Do this ▸ In the court opinion below, what amount does RNC seek in summary judgment against Choice Construction Associates LLC?

| RNC Indus., LLC v 267 Sixth St. LLC |
| 2010 NY Slip Op 51229(U) [28 Misc 3d 1209(A)] |
| Decided on July 12, 2010 |
| Supreme Court, Kings County |
| Demarest, J. |
| Published by New York State Law Reporting Bureau pursuant to Judiciary Law § 431. |
| This opinion is uncorrected and will not be published in the printed Official Reports. |
RNC Industries, LLC,
Plaintiff
against 267 Sixth Street LLC, CHOICE CONSTRUCTION ASSOCIATES LLC, BUILDERS ASSISTANCE CORP., AWR HOLDINGS, LLC and JOHN AND JANE DOE NOS. 1-10, said names being fictitious and representing persons and entities unknown at this time, but who are made parties hereto to bar them from any right, title or interest that they may have in the Premises, or some part thereof, by reason of the fact that they have or may have claims which may be liens theron, jointly and severally, Defendants. |
Plaintiff RNC Industries, LLC, (RNC) moves pursuant to CPLR § 3212 for an Order
granting summary judgment against defendants Choice Construction Associates LLC (Choice) in
the amount of $312,582.65 pursuant to a written agreement (Trade Agreement) dated April 15,
2008. RNC also moves for an order granting them default judgment against Builders Assistance
Corp., (Builders) for the same amount.[FN1] If RNC's motion for summary judgment against
Choice is denied, RNC requests consolidation of the instant action with Choice Construction
Associates, L.L.C., v 267 Sixth Street, LLC, et al., Index Number 25597/09 pursuant to
CPLR § 602(a).

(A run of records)

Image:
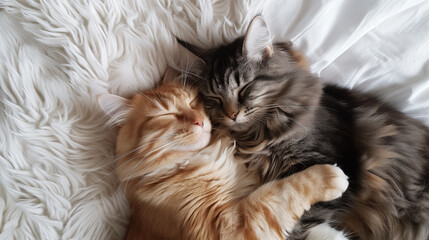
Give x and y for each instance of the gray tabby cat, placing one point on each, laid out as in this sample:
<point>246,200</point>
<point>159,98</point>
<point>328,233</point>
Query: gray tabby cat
<point>285,120</point>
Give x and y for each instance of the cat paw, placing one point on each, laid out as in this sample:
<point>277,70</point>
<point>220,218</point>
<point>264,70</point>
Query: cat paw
<point>331,182</point>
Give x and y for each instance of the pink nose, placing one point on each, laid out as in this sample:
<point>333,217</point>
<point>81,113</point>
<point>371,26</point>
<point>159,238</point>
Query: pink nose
<point>199,122</point>
<point>233,116</point>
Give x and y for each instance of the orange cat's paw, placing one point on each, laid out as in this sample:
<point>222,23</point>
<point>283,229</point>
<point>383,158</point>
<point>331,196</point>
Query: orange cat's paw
<point>330,180</point>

Answer to the exercise ▸ $312,582.65